>>>>
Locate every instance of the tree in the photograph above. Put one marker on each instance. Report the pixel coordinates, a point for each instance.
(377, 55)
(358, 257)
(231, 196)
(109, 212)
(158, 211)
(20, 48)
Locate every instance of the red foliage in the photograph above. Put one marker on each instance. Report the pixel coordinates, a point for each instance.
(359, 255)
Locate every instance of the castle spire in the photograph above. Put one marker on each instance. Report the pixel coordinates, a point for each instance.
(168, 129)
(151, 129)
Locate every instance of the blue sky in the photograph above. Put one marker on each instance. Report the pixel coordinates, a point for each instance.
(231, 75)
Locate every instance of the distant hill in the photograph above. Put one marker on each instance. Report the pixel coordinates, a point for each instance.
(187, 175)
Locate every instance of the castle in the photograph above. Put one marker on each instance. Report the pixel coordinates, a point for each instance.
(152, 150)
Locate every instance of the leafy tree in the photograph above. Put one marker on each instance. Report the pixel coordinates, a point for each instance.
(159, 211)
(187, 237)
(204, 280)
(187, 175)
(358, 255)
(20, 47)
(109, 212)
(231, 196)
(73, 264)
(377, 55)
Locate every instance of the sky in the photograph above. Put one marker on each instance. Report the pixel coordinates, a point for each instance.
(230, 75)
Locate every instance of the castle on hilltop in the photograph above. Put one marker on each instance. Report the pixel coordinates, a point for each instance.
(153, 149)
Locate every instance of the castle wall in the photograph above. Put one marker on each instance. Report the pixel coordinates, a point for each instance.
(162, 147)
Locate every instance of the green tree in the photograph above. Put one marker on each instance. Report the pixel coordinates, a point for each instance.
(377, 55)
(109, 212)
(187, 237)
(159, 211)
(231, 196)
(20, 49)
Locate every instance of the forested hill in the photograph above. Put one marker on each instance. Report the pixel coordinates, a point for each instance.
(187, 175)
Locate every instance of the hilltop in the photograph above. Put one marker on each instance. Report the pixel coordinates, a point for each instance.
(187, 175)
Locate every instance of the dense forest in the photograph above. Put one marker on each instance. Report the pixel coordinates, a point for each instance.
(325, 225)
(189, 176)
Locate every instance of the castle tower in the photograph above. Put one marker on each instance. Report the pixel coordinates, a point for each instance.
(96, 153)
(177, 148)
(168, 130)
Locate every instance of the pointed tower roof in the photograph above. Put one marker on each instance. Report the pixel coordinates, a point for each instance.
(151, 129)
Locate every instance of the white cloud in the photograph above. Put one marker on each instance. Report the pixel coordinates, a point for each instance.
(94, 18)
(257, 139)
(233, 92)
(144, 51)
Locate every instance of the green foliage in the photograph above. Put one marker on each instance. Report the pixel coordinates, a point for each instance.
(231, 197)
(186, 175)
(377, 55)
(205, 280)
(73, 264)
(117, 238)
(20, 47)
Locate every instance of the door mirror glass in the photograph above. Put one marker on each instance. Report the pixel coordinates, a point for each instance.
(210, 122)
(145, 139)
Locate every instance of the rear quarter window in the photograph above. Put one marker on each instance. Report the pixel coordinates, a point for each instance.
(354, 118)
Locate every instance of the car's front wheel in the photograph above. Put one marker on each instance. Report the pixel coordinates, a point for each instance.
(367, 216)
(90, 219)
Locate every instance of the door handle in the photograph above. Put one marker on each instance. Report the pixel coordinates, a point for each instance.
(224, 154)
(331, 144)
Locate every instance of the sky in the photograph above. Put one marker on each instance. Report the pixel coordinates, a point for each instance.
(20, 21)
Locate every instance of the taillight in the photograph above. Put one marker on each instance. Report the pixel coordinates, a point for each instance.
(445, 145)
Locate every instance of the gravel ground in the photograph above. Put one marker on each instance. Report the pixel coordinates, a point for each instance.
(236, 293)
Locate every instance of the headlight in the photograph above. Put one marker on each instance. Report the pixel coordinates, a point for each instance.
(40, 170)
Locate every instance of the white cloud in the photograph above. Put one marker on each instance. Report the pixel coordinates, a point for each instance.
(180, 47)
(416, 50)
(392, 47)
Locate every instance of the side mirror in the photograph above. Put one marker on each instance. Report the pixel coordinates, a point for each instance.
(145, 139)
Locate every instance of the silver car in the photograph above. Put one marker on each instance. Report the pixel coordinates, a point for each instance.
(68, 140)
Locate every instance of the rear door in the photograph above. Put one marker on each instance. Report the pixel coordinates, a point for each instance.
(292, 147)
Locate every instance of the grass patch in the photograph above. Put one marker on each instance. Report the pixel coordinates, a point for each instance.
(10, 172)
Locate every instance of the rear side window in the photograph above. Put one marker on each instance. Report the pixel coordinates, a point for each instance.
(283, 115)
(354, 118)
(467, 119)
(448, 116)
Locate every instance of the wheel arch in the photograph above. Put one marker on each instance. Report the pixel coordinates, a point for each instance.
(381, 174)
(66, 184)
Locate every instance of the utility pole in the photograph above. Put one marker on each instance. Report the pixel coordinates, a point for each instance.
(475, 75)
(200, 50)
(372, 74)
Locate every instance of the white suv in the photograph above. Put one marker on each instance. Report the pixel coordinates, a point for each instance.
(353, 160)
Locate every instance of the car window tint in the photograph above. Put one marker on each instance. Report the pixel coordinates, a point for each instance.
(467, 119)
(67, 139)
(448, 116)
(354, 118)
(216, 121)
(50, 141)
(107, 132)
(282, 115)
<<<<
■ **GOAL**
Write out only the final block of lines, starting at the line with "Locate every instance of the gravel" and running to the end of the material.

■ **WRITTEN SOLUTION**
Locate every instance of the gravel ground in the photograph above. Put one marker on each instance. Report the pixel coordinates, a point for each instance.
(236, 293)
Locate every instance of the headlight in the photograph above. Put one marker on each instance. Report the pixel coordinates, a point for each instance.
(40, 170)
Locate every instance of the white cloud in the photograph above. Put one marker on each instance. Report the pixel coordinates, a point for each instance.
(180, 47)
(416, 50)
(392, 47)
Locate every instance of the side mirror in the photograph above. Put one marker on each instance. Report the pixel coordinates, a point for each instance.
(145, 139)
Locate every instance of the silver car in the photograph above. Put one marker on each instance. Report the pixel coordinates, a point for each instance.
(68, 140)
Locate every instance of the rear door in the photograph above. Put one marker on each instance. Report the pixel coordinates, a point for each instance.
(292, 147)
Locate every instance of the grass patch in the photograph above. Put one marker on each instance. Report the pixel coordinates, a point for each instance.
(10, 172)
Locate every instance of the rear side window in the photograph above. Put one marker on each instance. Report the pixel coordinates, a point for each instance.
(283, 115)
(354, 118)
(467, 119)
(448, 116)
Locate every instance of the wheel arch in the photograph above. Put one marker on each instance. Report the pixel coordinates, a point for each instance.
(381, 174)
(66, 184)
Locate every instance of the utility pole in the photograph above. Put one marker on each instance. Report the pixel coordinates, a point for each instance.
(475, 75)
(200, 50)
(372, 74)
Locate every instance of the white suv in the photograph above. Put one marker on each instance. Report the pixel coordinates, a point for each instance.
(353, 160)
Locate every instance of the car window tint in the photograph above. Put one marker on each instance. Report the pixel coordinates, a point for each instance.
(467, 119)
(67, 139)
(448, 116)
(354, 118)
(216, 121)
(50, 141)
(107, 132)
(282, 115)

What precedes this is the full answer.